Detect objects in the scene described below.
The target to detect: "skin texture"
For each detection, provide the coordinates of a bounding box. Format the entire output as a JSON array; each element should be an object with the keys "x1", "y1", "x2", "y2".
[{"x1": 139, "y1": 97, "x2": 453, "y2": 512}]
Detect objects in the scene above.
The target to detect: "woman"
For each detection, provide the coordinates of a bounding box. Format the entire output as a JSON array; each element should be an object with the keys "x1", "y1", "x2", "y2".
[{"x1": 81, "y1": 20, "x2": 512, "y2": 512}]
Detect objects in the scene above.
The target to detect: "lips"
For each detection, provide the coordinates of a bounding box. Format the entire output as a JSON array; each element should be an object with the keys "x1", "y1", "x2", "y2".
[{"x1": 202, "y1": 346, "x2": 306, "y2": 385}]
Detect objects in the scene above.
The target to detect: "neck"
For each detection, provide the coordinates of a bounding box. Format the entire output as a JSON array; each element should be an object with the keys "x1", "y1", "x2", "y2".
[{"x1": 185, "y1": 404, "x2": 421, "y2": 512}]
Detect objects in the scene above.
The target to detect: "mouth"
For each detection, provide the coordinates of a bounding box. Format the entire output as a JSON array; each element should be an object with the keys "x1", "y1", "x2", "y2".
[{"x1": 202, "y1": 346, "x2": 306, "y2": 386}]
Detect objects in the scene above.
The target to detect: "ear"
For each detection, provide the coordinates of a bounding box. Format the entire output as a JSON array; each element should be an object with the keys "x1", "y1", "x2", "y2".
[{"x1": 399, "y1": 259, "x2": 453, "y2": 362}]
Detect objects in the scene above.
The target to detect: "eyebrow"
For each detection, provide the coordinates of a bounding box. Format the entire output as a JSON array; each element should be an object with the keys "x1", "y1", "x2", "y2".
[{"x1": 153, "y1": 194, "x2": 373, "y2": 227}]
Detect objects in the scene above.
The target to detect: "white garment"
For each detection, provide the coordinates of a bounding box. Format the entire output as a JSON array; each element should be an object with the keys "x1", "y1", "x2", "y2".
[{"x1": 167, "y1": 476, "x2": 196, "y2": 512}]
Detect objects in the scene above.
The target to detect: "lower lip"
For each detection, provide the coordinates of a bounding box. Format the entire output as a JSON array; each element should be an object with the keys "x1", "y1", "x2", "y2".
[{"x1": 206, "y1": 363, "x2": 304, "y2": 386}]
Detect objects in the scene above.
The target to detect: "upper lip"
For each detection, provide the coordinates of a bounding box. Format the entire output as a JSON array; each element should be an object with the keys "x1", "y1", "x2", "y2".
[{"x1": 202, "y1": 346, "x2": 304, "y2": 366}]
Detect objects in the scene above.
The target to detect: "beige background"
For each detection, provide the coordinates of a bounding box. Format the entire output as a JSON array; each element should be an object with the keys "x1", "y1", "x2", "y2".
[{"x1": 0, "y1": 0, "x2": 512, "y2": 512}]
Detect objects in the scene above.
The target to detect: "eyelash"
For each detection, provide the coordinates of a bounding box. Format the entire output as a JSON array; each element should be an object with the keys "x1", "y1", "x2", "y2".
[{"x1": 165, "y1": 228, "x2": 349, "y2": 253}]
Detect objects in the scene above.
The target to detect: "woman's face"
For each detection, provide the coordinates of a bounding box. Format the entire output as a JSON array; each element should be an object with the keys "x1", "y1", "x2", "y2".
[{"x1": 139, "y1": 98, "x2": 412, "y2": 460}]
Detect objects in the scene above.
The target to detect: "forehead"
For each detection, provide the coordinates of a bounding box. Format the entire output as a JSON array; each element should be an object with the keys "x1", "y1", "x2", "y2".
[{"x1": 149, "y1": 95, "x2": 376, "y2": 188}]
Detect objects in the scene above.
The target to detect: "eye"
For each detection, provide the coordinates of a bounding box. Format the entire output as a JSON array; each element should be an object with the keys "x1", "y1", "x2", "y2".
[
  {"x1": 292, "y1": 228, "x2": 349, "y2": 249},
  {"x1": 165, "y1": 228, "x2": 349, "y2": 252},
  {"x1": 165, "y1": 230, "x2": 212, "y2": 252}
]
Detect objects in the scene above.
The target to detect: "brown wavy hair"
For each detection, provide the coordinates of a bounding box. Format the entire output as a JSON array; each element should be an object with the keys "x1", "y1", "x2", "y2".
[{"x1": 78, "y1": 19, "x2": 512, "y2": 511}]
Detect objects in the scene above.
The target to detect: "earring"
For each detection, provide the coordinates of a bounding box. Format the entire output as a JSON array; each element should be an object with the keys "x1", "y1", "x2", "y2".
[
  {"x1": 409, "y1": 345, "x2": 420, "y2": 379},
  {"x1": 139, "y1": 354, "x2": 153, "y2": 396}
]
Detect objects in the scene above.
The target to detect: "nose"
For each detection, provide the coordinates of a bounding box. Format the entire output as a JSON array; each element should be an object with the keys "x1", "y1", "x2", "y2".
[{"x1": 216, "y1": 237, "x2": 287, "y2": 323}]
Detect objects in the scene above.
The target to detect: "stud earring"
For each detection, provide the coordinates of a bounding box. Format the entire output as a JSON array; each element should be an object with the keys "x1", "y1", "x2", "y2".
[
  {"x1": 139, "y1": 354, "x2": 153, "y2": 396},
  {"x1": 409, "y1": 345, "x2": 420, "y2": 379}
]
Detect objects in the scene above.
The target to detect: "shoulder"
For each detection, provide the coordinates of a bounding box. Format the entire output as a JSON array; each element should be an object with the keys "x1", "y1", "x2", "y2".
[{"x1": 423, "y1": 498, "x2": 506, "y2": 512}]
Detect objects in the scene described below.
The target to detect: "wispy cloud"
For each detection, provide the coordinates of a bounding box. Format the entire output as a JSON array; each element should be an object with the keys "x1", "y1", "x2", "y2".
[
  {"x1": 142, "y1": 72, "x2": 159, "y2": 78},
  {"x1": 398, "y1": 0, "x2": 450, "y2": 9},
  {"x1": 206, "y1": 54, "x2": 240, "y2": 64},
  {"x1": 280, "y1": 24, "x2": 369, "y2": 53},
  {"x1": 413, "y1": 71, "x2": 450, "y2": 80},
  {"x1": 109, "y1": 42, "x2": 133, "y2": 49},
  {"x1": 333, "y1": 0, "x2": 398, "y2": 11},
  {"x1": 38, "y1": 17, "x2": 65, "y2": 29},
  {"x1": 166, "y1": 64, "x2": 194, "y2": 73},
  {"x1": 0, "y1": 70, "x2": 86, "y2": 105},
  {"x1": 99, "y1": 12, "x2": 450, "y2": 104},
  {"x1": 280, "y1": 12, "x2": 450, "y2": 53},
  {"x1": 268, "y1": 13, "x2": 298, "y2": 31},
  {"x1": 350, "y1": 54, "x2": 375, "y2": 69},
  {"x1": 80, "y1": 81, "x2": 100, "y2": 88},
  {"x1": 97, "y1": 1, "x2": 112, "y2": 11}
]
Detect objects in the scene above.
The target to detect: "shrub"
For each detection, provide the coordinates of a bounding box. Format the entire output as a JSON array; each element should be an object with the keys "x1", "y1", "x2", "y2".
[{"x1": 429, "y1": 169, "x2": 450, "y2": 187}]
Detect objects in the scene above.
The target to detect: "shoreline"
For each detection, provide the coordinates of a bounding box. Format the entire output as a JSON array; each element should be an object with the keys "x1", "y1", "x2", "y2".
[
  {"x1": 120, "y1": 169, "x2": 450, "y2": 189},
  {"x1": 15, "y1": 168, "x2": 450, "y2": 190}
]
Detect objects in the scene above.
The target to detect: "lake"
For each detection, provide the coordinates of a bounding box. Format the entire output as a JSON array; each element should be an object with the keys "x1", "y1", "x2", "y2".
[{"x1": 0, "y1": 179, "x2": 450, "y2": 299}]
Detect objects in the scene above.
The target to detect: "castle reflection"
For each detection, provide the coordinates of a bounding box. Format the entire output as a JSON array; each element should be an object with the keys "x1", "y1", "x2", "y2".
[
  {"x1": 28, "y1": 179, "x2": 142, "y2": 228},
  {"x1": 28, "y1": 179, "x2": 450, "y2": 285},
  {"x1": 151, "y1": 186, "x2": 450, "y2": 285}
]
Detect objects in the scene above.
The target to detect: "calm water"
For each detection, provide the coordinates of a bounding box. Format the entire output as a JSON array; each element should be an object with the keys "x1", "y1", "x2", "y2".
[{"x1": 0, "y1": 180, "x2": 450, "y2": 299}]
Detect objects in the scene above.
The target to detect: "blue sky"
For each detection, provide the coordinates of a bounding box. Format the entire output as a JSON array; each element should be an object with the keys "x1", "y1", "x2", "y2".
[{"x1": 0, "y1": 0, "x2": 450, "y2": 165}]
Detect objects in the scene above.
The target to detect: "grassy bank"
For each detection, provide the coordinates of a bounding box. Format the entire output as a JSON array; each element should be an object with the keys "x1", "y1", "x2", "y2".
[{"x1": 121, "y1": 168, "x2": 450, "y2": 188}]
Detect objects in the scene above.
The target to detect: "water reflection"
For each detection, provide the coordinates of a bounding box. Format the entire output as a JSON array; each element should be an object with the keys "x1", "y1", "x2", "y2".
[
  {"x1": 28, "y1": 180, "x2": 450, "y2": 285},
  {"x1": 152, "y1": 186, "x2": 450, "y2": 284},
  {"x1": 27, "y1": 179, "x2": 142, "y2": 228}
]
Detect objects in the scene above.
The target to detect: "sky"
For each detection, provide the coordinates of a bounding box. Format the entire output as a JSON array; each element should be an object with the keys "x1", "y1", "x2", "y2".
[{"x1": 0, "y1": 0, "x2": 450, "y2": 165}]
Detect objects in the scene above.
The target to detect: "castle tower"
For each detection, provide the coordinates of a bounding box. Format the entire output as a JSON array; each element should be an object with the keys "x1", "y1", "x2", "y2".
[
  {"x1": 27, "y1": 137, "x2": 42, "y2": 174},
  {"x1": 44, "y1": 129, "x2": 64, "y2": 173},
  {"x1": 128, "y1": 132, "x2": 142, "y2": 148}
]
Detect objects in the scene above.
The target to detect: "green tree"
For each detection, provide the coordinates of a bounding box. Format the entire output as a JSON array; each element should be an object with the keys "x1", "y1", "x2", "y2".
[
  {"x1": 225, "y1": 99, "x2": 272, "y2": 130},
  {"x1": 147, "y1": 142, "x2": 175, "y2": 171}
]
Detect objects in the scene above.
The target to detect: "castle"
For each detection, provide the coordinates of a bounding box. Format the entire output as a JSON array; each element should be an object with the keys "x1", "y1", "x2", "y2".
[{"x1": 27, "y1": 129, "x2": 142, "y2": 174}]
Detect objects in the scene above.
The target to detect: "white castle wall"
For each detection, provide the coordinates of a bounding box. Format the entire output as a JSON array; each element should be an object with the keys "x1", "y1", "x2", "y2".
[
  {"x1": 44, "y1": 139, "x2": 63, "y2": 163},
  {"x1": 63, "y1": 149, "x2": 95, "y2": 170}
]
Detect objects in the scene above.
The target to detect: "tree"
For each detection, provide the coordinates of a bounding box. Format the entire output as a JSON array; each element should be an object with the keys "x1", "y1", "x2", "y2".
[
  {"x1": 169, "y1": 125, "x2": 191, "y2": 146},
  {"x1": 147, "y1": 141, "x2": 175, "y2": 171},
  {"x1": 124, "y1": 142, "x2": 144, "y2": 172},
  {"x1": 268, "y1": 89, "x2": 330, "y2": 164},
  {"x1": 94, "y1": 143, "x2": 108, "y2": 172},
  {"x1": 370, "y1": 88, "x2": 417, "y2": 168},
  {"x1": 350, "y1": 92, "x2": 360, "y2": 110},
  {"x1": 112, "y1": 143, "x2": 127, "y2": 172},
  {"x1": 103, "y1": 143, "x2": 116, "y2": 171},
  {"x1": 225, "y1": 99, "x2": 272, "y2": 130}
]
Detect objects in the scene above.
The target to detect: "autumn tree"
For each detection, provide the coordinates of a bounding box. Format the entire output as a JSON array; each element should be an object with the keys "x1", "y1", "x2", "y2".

*AIM OF THE EXERCISE:*
Extract from the records every line that contains the string "water", matching case exactly. Reproduce each such line in full.

*CORRECT ANSWER:*
The target to detect: "calm water"
The target to detect: "water reflection"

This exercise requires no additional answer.